Task instructions:
Could you copy out all the rows below, changing each "Pinpoint" to "Locate" and leaving everything else unchanged?

▬▬▬▬▬▬

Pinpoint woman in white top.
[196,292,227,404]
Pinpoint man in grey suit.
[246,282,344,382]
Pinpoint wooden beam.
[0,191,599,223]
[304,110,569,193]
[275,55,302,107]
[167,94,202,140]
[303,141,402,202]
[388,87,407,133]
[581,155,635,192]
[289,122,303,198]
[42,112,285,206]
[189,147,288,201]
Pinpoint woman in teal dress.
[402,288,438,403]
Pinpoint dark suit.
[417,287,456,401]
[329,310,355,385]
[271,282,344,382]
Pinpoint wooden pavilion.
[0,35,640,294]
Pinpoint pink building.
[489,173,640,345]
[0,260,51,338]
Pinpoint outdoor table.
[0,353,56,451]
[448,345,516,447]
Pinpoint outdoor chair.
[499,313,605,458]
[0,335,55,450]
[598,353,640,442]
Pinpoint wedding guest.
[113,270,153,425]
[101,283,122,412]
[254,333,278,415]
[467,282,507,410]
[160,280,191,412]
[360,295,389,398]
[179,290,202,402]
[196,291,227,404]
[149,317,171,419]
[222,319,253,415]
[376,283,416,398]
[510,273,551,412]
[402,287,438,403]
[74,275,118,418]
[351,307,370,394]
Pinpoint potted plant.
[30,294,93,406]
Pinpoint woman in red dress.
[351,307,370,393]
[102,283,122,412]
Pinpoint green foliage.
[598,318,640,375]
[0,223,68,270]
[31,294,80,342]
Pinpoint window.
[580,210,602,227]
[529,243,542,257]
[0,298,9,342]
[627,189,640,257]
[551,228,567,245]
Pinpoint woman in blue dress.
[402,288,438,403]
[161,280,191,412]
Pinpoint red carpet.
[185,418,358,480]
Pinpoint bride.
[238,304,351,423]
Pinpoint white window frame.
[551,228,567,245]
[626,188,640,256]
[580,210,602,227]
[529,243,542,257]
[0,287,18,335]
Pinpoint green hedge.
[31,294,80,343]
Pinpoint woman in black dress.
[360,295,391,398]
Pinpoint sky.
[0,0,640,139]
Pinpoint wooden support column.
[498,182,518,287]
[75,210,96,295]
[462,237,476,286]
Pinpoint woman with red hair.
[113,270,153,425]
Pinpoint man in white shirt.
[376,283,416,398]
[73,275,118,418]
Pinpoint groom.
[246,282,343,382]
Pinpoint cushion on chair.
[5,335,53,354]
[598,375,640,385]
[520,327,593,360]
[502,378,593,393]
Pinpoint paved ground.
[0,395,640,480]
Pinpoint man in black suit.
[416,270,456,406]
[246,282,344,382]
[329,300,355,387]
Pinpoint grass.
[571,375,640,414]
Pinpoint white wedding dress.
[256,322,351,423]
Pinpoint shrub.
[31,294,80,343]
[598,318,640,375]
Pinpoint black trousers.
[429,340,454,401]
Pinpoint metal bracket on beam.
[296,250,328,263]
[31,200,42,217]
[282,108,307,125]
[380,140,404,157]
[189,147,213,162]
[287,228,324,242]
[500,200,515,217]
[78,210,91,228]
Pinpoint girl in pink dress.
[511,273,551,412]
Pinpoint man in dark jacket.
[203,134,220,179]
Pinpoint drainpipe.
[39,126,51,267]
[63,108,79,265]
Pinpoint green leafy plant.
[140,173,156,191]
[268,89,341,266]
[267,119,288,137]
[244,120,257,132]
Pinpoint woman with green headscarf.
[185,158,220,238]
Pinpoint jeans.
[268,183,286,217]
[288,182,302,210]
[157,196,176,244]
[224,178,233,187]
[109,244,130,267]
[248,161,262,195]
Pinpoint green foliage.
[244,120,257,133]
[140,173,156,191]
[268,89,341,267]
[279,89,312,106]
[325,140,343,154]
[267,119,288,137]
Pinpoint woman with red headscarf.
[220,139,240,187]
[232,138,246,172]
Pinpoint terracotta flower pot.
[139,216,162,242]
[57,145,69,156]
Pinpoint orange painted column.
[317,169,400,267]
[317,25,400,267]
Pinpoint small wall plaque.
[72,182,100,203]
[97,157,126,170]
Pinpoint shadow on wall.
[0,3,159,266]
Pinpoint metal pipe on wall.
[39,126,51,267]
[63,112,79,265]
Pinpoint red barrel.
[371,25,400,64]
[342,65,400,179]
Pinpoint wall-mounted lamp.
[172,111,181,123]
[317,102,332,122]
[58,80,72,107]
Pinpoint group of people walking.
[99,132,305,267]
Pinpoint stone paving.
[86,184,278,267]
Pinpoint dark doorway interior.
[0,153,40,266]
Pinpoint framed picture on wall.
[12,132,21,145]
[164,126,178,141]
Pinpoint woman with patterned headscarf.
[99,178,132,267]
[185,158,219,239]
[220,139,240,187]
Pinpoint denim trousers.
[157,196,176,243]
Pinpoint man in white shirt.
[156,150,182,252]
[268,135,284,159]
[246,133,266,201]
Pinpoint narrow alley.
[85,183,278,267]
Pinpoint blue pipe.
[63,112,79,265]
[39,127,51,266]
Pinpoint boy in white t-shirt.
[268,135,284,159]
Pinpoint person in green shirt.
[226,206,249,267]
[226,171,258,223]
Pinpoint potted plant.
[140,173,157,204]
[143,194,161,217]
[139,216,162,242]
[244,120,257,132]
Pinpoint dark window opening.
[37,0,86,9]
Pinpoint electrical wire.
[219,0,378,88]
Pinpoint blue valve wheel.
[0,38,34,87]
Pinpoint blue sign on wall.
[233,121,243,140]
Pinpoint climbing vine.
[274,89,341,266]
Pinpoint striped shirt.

▬▬▬▬▬▬

Output for this task:
Locate woman in white top.
[196,292,227,404]
Locate man in grey suit.
[246,282,344,382]
Locate wooden beam.
[0,191,599,223]
[304,110,569,193]
[275,55,302,107]
[167,94,202,140]
[303,141,402,202]
[388,87,407,133]
[581,155,635,192]
[289,122,303,198]
[42,112,285,206]
[189,147,288,201]
Locate woman in teal dress.
[402,288,438,403]
Locate dark suit.
[417,287,456,401]
[329,310,355,385]
[271,282,344,382]
Locate wooden pavilion.
[0,35,640,294]
Locate pink building.
[489,173,640,345]
[0,260,51,338]
Locate outdoor table.
[0,353,56,451]
[448,345,516,447]
Locate outdoor chair.
[499,313,605,458]
[0,335,55,450]
[598,353,640,442]
Locate wedding guest.
[113,270,153,425]
[101,283,122,412]
[254,333,278,415]
[467,282,507,410]
[160,280,191,412]
[360,295,389,398]
[179,290,202,402]
[196,291,227,404]
[149,317,171,419]
[222,319,253,415]
[376,283,416,398]
[510,273,551,412]
[402,287,438,403]
[74,275,118,418]
[351,307,370,394]
Locate potted plant.
[30,294,93,406]
Locate woman in red dress.
[351,307,370,393]
[102,283,122,412]
Locate green foliage.
[598,318,640,375]
[0,223,68,270]
[31,294,80,342]
Locate window.
[580,210,602,227]
[529,243,542,257]
[0,298,9,342]
[627,189,640,257]
[551,228,567,245]
Locate woman in blue dress.
[402,288,438,403]
[161,280,191,412]
Locate red carpet.
[185,418,358,480]
Locate bride.
[238,304,351,423]
Locate white window frame.
[551,228,567,245]
[626,188,640,256]
[580,210,602,227]
[529,243,542,257]
[0,287,18,335]
Locate green hedge.
[31,294,80,343]
Locate woman in black dress.
[360,295,391,398]
Locate sky.
[0,0,640,139]
Locate wooden support column.
[498,182,518,287]
[75,210,96,295]
[462,237,476,286]
Locate woman with red hair.
[113,270,153,425]
Locate man in white shirt.
[376,283,416,398]
[73,275,118,418]
Locate groom.
[246,282,343,382]
Locate cushion on chair.
[5,335,53,354]
[598,375,640,385]
[520,327,593,360]
[502,378,593,393]
Locate paved ground.
[0,395,640,480]
Locate man in black suit.
[416,270,456,406]
[246,282,344,382]
[329,300,355,387]
Locate grass.
[571,375,640,414]
Locate white wedding dress.
[256,322,351,423]
Locate shrub.
[31,294,80,343]
[598,318,640,375]
Locate black trousers.
[429,340,454,401]
Locate metal bracket on beam.
[296,250,328,263]
[31,200,42,217]
[282,108,307,125]
[380,140,404,157]
[189,147,213,162]
[287,228,324,242]
[500,200,515,217]
[78,210,91,228]
Locate girl in pink dress.
[511,273,551,412]
Locate man in dark jacket.
[203,134,220,179]
Locate drainpipe.
[39,126,51,267]
[63,108,79,265]
Locate green leafy plant.
[140,173,156,191]
[268,89,341,266]
[267,119,288,137]
[244,120,257,132]
Locate woman with green headscarf.
[185,158,220,238]
Locate jeans.
[268,183,286,217]
[288,182,302,210]
[157,196,176,244]
[224,178,233,187]
[109,244,130,267]
[248,161,262,195]
Locate green foliage.
[244,120,257,133]
[140,173,156,191]
[268,89,341,267]
[279,89,312,106]
[325,140,343,154]
[267,119,288,137]
Locate woman with red headscarf.
[220,139,240,187]
[232,138,246,172]
Locate terracotta flower pot.
[139,216,162,242]
[57,145,69,156]
Locate orange painted column.
[317,169,400,267]
[317,25,400,267]
Locate small wall plaque.
[72,182,100,203]
[97,157,126,170]
Locate shadow on wall.
[0,3,159,266]
Locate metal pipe on wall.
[39,126,51,267]
[63,112,79,265]
Locate red barrel.
[371,25,400,64]
[342,65,400,179]
Locate wall-mounted lamp.
[172,111,181,123]
[317,102,332,122]
[58,80,72,107]
Locate group of people walking.
[99,132,305,267]
Locate stone paving.
[86,184,278,267]
Locate dark doorway interior.
[0,153,40,266]
Locate framed picture on wall.
[12,132,21,145]
[164,126,178,141]
Locate woman with patterned headscarf.
[99,178,132,267]
[185,158,219,239]
[220,139,240,187]
Locate denim trousers.
[157,196,176,243]
Locate man in white shirt.
[156,150,182,252]
[268,135,284,159]
[246,133,266,201]
Locate narrow alley.
[85,183,278,267]
Locate blue pipe.
[63,112,79,265]
[39,127,51,266]
Locate boy in white t-shirt.
[268,135,284,159]
Locate person in green shirt.
[226,206,249,267]
[226,171,258,223]
Locate potted plant.
[140,173,157,204]
[143,194,161,217]
[139,216,162,242]
[244,120,257,132]
Locate dark window opening.
[37,0,86,9]
Locate electrical wire.
[219,0,378,88]
Locate blue valve wheel.
[0,38,34,87]
Locate blue sign on wall.
[233,121,243,140]
Locate climbing vine.
[274,89,341,266]
Locate striped shirt.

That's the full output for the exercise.